ASSIGNMENT >>
For the entries below, the expected answer is the line with "river water in the photo above.", the line with "jacket in the photo above.", and every line between them, exactly as written, and nothing more.

[[ DATASET RECORDS, beginning ]]

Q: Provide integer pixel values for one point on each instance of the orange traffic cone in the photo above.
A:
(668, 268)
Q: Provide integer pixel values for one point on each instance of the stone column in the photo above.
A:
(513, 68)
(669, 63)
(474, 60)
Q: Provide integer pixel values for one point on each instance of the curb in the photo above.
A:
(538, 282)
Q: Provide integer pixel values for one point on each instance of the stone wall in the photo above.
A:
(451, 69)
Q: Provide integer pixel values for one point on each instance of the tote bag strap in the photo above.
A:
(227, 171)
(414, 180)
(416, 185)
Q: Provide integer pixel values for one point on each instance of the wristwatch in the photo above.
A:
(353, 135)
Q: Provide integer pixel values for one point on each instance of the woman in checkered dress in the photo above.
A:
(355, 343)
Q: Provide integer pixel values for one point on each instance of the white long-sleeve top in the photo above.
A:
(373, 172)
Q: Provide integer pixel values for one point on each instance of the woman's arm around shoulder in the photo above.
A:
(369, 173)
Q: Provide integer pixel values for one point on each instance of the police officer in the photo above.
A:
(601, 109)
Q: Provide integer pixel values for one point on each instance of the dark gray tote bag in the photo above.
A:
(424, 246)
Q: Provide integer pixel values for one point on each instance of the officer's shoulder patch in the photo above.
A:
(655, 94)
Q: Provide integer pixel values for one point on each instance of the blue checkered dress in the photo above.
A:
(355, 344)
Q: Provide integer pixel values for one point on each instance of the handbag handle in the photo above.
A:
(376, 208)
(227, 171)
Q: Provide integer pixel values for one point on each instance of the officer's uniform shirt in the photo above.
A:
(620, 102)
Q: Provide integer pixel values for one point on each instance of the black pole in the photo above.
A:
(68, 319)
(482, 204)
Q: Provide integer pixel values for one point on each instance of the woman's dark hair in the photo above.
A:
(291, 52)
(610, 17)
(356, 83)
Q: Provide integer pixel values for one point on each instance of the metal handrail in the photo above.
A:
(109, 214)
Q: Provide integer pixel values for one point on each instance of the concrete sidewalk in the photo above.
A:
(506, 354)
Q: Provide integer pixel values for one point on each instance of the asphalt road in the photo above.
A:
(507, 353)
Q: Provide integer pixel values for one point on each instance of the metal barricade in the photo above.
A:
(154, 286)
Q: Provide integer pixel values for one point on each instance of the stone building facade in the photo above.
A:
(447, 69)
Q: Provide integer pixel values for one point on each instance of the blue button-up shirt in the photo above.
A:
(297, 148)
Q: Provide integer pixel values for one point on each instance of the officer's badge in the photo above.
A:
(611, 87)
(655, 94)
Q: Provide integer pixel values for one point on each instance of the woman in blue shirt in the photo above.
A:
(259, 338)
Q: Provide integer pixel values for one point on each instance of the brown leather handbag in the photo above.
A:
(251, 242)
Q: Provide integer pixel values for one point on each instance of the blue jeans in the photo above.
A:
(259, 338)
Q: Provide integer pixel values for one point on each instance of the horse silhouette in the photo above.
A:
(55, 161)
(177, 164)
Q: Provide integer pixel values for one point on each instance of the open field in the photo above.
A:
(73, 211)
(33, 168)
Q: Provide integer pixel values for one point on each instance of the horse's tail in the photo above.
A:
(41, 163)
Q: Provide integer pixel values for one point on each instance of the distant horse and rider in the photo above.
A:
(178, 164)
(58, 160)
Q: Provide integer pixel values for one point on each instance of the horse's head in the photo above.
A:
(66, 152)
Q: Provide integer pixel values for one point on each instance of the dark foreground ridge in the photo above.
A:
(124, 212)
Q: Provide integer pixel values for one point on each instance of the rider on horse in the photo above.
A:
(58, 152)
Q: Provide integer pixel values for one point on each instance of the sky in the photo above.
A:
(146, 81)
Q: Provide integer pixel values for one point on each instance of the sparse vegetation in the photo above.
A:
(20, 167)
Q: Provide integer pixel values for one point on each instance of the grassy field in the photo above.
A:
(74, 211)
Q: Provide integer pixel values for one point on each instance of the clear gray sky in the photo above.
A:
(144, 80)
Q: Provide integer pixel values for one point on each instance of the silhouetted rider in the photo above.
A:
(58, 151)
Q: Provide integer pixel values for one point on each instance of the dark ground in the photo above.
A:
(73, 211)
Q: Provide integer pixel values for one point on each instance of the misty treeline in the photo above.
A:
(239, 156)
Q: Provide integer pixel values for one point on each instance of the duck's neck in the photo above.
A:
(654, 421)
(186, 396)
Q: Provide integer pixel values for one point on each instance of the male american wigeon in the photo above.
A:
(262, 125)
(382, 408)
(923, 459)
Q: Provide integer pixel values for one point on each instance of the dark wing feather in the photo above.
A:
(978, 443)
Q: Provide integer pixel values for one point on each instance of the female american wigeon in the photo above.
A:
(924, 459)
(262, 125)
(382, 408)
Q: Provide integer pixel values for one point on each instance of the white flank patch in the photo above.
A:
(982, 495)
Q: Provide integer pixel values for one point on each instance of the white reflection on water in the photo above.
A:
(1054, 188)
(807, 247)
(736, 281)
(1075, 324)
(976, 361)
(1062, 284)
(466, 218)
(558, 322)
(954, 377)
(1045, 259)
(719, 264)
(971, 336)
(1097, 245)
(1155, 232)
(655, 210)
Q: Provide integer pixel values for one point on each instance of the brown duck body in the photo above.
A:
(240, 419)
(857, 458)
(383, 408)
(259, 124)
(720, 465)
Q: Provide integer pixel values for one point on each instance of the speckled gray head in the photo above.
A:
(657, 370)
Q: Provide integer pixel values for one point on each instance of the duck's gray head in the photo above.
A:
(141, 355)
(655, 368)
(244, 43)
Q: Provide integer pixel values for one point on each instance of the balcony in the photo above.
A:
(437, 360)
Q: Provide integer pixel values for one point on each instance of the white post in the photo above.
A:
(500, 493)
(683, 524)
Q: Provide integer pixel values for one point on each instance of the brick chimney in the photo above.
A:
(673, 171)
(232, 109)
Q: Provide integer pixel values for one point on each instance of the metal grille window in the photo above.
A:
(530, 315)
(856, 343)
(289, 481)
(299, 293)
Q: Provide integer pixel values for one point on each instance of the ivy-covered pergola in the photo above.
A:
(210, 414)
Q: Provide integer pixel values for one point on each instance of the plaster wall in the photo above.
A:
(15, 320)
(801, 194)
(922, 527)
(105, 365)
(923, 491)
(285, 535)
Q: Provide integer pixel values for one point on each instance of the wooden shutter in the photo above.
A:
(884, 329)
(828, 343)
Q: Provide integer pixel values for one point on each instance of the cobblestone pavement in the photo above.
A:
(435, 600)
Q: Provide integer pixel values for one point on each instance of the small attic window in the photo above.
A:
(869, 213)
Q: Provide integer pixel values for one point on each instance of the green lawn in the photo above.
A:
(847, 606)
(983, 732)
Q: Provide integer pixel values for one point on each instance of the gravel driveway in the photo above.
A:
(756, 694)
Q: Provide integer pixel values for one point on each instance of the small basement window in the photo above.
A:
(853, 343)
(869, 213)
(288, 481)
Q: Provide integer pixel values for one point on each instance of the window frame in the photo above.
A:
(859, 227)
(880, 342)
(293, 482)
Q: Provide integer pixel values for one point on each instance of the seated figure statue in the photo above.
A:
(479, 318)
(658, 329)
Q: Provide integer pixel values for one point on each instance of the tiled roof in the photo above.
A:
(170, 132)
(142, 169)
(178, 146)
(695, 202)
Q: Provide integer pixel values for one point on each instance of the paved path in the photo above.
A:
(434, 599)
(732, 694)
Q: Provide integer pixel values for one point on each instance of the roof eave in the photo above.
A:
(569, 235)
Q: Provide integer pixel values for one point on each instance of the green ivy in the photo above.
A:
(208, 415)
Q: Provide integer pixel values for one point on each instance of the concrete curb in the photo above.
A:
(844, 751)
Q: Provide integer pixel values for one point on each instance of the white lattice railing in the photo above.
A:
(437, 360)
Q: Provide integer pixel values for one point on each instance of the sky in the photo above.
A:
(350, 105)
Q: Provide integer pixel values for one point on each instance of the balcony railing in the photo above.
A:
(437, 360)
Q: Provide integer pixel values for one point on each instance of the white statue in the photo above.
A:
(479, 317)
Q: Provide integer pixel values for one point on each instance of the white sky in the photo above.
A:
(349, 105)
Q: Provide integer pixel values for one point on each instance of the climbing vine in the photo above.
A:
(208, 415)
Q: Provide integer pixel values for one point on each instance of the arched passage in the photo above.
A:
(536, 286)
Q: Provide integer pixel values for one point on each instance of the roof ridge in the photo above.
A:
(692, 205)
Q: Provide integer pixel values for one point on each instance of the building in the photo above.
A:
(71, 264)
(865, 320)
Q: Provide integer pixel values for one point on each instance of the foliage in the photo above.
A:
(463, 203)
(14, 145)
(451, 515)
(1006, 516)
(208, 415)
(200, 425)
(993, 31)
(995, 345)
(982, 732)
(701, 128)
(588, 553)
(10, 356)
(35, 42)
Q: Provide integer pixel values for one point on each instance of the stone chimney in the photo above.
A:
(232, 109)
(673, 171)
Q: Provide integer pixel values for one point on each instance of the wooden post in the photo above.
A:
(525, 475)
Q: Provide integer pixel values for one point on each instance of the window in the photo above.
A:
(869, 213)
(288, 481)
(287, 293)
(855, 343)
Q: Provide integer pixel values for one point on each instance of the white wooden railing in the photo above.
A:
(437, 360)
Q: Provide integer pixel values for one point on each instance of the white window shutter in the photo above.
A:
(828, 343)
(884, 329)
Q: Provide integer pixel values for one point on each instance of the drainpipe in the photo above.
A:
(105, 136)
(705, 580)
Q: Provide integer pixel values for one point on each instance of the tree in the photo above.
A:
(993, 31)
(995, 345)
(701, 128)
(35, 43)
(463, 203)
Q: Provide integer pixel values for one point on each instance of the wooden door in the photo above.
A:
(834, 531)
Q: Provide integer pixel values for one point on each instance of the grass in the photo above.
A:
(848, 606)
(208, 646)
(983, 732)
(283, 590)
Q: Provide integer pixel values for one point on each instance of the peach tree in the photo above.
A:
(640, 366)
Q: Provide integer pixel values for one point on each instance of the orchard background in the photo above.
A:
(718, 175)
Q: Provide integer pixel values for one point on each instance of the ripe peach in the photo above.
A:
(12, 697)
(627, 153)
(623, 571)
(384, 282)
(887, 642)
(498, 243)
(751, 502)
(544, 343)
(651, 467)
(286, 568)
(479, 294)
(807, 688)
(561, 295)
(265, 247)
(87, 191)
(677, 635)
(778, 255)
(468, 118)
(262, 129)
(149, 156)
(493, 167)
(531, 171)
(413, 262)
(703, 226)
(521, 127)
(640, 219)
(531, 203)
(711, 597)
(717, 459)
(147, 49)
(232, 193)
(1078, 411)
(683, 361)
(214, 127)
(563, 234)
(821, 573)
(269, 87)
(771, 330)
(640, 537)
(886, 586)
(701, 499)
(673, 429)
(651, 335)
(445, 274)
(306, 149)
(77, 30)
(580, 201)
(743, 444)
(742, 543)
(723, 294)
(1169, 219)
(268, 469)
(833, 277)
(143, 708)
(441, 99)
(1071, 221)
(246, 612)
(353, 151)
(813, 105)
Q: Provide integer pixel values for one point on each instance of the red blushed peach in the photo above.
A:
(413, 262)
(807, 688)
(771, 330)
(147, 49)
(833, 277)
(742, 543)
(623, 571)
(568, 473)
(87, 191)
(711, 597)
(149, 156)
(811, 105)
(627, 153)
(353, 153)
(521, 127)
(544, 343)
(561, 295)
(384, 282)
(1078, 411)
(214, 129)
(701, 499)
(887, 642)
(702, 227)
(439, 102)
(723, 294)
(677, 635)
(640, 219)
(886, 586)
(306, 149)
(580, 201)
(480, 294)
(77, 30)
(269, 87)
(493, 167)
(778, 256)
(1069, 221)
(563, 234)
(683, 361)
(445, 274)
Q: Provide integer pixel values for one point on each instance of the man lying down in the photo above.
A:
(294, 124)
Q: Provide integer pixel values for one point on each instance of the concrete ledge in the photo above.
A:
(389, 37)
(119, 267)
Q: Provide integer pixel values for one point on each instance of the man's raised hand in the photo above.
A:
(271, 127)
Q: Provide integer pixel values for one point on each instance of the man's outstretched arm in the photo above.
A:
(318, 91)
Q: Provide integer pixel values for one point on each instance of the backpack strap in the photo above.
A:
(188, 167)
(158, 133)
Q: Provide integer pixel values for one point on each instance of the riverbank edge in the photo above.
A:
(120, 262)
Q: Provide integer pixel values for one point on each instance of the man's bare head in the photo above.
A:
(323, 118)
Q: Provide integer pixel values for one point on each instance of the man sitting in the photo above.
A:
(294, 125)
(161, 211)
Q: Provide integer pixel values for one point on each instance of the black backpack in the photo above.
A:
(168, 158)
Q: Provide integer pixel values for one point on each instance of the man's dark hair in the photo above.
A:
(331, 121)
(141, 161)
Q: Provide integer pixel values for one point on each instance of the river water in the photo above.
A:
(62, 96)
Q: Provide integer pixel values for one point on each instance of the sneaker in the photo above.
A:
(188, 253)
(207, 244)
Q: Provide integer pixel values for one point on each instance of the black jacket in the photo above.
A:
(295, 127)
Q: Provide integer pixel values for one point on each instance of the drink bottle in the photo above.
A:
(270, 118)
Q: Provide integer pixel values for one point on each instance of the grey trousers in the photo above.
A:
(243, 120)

[[ DATASET RECORDS, end ]]

RESULT OF THIS EXERCISE >>
Q: Provide integer pixel values for one point on each instance of the river water in the photo above.
A:
(62, 96)
Q: Provide integer pixel values for one point on each instance of the sneaker in the photo above.
A:
(188, 253)
(207, 244)
Q: Provide integer pixel values for one point on each instance of the black jacket in the photo above.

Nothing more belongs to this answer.